**WRITTEN TASK 1**
From the biography of Tânia Burity, extract the passage beginning at the words "- Born: Tânia" and ending after the words "journalist (born 1978)".
**WRITTEN TASK 2**
Continue the biography of Tânia Burity from the point at which it stops.

**PAGE**
start
- Born: Tânia Cefira Gomes Burity September 28, 1978 (age 47) Luanda, Angola
- Education: Instituto Médio de Economia de Luanda, Instituto Superior Privado de Angola
- Occupations: Actress, journalist, radio host, model
- Years active: 2001-present

= Tânia Burity =

Angolan actress and journalist (born 1978)

Tânia Cefira Gomes Burity (born 28 September 1978) is an Angolan actress, journalist, radio host, and model.

==Biography==
Burity was born in Luanda, Angola. She graduated with a degree in journalism from the Instituto Médio de Economia de Luanda (IMEL) and later studied communicationas at the Instituto Superior Privado de Angola. Burity worked in the sales and journalism fields until she reached the artistic world.
end
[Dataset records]
start
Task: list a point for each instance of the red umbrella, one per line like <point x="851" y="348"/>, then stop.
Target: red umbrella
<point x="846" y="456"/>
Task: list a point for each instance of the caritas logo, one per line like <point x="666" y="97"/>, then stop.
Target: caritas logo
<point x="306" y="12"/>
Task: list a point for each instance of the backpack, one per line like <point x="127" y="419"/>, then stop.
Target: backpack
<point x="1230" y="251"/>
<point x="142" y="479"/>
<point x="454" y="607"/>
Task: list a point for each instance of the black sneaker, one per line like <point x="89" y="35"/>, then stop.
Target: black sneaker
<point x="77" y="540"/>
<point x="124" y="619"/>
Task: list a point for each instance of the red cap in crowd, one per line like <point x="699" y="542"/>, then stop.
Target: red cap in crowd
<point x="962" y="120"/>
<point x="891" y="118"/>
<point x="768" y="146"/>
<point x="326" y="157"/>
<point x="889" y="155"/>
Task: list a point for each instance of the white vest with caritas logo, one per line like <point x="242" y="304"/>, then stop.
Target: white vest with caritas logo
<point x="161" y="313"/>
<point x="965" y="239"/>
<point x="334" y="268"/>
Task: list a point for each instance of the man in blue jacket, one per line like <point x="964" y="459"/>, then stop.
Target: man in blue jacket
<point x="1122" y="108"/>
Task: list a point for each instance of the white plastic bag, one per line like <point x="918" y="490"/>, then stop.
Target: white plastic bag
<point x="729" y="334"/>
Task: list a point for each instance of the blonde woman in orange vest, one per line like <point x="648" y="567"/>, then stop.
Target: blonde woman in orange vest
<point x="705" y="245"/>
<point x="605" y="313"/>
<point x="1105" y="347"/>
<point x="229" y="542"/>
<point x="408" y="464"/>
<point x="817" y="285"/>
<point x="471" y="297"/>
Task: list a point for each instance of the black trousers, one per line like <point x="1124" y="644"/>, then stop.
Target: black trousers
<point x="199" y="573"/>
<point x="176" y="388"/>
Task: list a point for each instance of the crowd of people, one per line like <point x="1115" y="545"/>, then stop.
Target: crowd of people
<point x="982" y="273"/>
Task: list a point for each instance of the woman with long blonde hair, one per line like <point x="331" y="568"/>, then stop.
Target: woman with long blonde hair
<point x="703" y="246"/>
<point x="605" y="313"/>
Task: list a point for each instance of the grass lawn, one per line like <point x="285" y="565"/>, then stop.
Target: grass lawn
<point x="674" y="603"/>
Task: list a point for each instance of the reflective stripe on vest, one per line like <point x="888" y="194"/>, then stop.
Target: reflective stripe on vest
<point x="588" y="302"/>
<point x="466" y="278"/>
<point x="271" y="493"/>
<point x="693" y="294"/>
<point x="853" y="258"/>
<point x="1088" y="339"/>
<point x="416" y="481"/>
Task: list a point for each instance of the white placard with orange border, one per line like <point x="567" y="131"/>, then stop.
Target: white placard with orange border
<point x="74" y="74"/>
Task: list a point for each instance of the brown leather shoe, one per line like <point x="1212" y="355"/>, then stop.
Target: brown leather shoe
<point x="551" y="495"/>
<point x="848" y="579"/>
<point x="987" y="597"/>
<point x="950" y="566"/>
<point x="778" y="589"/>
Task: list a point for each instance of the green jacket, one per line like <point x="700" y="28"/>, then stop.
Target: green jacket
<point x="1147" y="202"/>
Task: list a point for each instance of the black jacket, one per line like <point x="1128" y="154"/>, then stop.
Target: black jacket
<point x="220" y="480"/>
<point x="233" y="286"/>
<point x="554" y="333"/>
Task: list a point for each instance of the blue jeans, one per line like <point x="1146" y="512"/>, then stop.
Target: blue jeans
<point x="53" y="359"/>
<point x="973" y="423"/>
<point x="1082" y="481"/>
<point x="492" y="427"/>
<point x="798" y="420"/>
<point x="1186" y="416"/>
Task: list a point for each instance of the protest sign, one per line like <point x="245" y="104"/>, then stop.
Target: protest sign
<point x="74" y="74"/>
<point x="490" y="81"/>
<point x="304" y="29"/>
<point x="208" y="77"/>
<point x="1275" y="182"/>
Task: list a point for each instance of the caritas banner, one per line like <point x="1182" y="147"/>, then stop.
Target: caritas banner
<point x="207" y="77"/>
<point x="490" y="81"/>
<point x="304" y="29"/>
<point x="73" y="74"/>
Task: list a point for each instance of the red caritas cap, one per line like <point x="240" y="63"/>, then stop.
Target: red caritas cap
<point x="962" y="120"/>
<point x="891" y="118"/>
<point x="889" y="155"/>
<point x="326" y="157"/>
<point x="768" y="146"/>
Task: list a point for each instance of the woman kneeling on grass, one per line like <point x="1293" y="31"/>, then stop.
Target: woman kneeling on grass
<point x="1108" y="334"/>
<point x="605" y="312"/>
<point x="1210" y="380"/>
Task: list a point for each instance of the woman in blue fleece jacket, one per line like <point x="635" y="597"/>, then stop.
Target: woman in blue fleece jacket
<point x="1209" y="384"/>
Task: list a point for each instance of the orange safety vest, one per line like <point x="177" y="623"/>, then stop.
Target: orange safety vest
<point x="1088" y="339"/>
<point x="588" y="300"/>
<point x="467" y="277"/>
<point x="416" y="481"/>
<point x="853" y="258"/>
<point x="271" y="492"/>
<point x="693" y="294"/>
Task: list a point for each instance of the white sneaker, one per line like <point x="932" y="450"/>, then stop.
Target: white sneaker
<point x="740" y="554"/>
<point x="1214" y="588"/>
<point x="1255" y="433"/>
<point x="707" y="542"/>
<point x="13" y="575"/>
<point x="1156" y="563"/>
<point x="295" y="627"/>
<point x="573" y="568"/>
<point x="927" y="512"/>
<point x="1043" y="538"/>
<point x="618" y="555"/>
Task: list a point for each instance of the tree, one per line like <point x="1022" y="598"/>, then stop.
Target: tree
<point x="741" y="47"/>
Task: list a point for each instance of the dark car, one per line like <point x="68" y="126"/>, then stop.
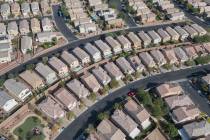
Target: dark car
<point x="131" y="93"/>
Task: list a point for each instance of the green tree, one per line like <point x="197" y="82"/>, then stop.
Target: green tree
<point x="90" y="129"/>
<point x="102" y="116"/>
<point x="114" y="83"/>
<point x="144" y="97"/>
<point x="44" y="60"/>
<point x="92" y="96"/>
<point x="2" y="80"/>
<point x="70" y="115"/>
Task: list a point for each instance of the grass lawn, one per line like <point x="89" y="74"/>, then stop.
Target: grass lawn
<point x="24" y="131"/>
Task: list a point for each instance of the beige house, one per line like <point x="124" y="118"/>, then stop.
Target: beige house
<point x="32" y="79"/>
<point x="51" y="108"/>
<point x="185" y="114"/>
<point x="138" y="113"/>
<point x="24" y="27"/>
<point x="66" y="98"/>
<point x="170" y="89"/>
<point x="35" y="25"/>
<point x="90" y="82"/>
<point x="15" y="9"/>
<point x="12" y="28"/>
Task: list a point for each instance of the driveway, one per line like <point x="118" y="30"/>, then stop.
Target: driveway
<point x="61" y="25"/>
<point x="89" y="116"/>
<point x="200" y="101"/>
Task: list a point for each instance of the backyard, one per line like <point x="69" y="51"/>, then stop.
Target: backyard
<point x="31" y="129"/>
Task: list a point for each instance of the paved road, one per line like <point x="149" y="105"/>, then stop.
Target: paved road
<point x="60" y="23"/>
<point x="76" y="127"/>
<point x="77" y="43"/>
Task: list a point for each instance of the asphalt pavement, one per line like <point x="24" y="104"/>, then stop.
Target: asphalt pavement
<point x="89" y="116"/>
<point x="61" y="25"/>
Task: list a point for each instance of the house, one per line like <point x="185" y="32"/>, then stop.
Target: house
<point x="101" y="75"/>
<point x="93" y="136"/>
<point x="136" y="63"/>
<point x="174" y="35"/>
<point x="116" y="23"/>
<point x="108" y="131"/>
<point x="94" y="53"/>
<point x="35" y="25"/>
<point x="51" y="108"/>
<point x="46" y="24"/>
<point x="83" y="57"/>
<point x="78" y="88"/>
<point x="178" y="101"/>
<point x="134" y="39"/>
<point x="47" y="73"/>
<point x="176" y="16"/>
<point x="104" y="48"/>
<point x="5" y="10"/>
<point x="170" y="56"/>
<point x="201" y="31"/>
<point x="12" y="28"/>
<point x="192" y="32"/>
<point x="205" y="80"/>
<point x="190" y="51"/>
<point x="169" y="89"/>
<point x="185" y="114"/>
<point x="114" y="44"/>
<point x="17" y="89"/>
<point x="24" y="27"/>
<point x="138" y="113"/>
<point x="146" y="40"/>
<point x="183" y="34"/>
<point x="206" y="46"/>
<point x="147" y="59"/>
<point x="35" y="8"/>
<point x="156" y="134"/>
<point x="5" y="56"/>
<point x="90" y="82"/>
<point x="180" y="54"/>
<point x="200" y="50"/>
<point x="3" y="29"/>
<point x="26" y="44"/>
<point x="158" y="57"/>
<point x="196" y="130"/>
<point x="87" y="28"/>
<point x="32" y="79"/>
<point x="125" y="43"/>
<point x="127" y="125"/>
<point x="113" y="71"/>
<point x="124" y="65"/>
<point x="154" y="36"/>
<point x="25" y="9"/>
<point x="165" y="37"/>
<point x="15" y="9"/>
<point x="66" y="98"/>
<point x="45" y="8"/>
<point x="7" y="103"/>
<point x="58" y="65"/>
<point x="71" y="60"/>
<point x="45" y="36"/>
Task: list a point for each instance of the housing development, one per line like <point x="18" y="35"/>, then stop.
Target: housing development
<point x="104" y="70"/>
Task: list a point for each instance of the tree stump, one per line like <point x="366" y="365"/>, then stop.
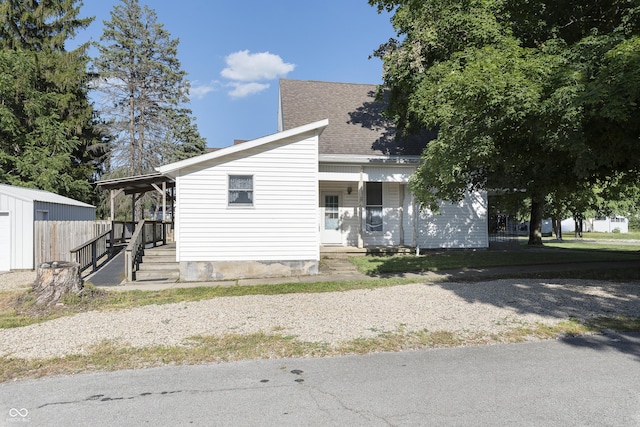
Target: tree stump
<point x="56" y="279"/>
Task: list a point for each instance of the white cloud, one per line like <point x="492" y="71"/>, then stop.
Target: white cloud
<point x="250" y="67"/>
<point x="241" y="90"/>
<point x="198" y="91"/>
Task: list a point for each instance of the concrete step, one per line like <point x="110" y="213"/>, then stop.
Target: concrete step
<point x="149" y="258"/>
<point x="158" y="266"/>
<point x="157" y="276"/>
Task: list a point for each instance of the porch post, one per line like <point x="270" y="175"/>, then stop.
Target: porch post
<point x="360" y="207"/>
<point x="401" y="214"/>
<point x="112" y="207"/>
<point x="164" y="201"/>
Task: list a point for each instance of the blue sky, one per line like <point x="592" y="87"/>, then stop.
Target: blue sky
<point x="235" y="51"/>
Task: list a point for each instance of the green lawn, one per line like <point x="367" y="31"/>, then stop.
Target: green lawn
<point x="551" y="253"/>
<point x="631" y="235"/>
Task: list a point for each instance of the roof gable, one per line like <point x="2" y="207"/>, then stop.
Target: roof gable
<point x="31" y="195"/>
<point x="356" y="124"/>
<point x="310" y="128"/>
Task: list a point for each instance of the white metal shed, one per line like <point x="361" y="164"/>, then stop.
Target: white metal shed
<point x="19" y="209"/>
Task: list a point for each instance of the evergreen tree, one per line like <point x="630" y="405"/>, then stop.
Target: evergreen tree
<point x="48" y="137"/>
<point x="143" y="90"/>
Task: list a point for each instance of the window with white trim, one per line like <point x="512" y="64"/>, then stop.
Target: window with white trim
<point x="374" y="206"/>
<point x="240" y="190"/>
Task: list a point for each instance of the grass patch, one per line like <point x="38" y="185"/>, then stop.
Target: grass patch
<point x="109" y="356"/>
<point x="631" y="235"/>
<point x="18" y="308"/>
<point x="452" y="260"/>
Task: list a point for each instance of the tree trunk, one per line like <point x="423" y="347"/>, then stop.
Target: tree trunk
<point x="535" y="224"/>
<point x="56" y="279"/>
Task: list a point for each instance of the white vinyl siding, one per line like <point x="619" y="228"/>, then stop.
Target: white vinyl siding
<point x="457" y="225"/>
<point x="282" y="224"/>
<point x="5" y="241"/>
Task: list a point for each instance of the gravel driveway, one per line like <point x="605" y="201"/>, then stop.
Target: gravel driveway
<point x="333" y="318"/>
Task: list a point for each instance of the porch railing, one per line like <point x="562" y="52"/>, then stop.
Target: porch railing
<point x="95" y="252"/>
<point x="146" y="233"/>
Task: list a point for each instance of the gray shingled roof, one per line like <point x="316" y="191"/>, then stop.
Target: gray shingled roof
<point x="356" y="125"/>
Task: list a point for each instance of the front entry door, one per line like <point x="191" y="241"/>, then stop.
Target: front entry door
<point x="330" y="226"/>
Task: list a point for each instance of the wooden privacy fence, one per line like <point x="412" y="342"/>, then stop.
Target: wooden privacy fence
<point x="53" y="240"/>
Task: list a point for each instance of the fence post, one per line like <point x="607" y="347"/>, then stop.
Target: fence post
<point x="94" y="257"/>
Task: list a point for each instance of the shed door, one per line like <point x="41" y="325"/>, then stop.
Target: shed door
<point x="5" y="242"/>
<point x="330" y="226"/>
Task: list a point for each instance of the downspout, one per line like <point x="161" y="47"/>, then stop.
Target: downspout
<point x="401" y="214"/>
<point x="360" y="203"/>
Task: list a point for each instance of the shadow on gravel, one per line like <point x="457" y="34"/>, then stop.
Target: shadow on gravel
<point x="560" y="299"/>
<point x="623" y="342"/>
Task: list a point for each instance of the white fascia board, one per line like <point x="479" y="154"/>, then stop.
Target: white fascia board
<point x="315" y="127"/>
<point x="369" y="160"/>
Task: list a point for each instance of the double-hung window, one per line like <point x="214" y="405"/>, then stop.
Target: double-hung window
<point x="240" y="190"/>
<point x="374" y="206"/>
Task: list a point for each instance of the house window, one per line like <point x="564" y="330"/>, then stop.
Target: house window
<point x="374" y="206"/>
<point x="241" y="190"/>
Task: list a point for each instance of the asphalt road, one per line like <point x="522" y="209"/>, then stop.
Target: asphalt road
<point x="572" y="382"/>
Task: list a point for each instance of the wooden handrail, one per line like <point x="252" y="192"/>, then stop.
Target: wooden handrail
<point x="146" y="232"/>
<point x="88" y="254"/>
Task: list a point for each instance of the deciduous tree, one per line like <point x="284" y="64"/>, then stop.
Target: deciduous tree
<point x="535" y="96"/>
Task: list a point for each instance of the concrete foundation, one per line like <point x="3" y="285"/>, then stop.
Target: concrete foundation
<point x="207" y="271"/>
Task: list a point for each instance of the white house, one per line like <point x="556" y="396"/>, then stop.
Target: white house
<point x="598" y="225"/>
<point x="19" y="209"/>
<point x="332" y="175"/>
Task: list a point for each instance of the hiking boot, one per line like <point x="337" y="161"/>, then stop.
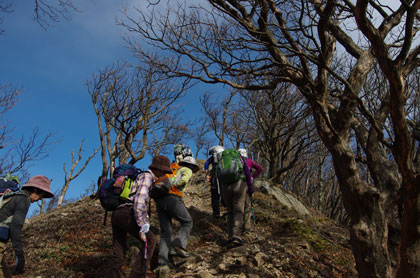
end
**OUTPUT 1**
- Born: Tânia Cefira Gomes Burity September 28, 1978 (age 47) Luanda, Angola
- Education: Instituto Médio de Economia de Luanda, Instituto Superior Privado de Angola
- Occupations: Actress, journalist, radio host, model
- Years active: 2001-present

= Tânia Burity =

Angolan actress and journalist (born 1978)

**OUTPUT 2**
From 2001 to 2004, she was the host of the TV show Angola dá Sorte. In 2001, Burity starred in the TV series Vidas Ocultas. The following year, she played the student Djamila in Reviravolta. In 2005, Burity portrayed Cláudia, the protagonist of the soap opera Sede de Viver. From 2005 to 2006, she played Eugénia in the miniseries 113. Burity was the announcer and journalism editor for the radio show Boa Noite Angola from 2005 to 2006. In 2007, the actor Fredy Costa physically attacked Burity, causing her to not work for two months. Costa was sentenced to six months in prison, while his ex-wife Yola Araújo was acquitted.

In 2009, Burity played the businesswoman Camila in Minha Terra, Minha Mãe. Between 2010 and 2012, she served as the announcer and director of the children's radio program Karibrinca na Rádio. Burity has also worked as a runway model and was a presenter at Miss Luanda 2011. She portrayed the fashion advisor Ofélia in Windeck in 2012. in 2014, she was a host of Big Brother Angola. In 2016, Burity chaired the juries for Casting JC Models and Casting para Actores Agência Útima.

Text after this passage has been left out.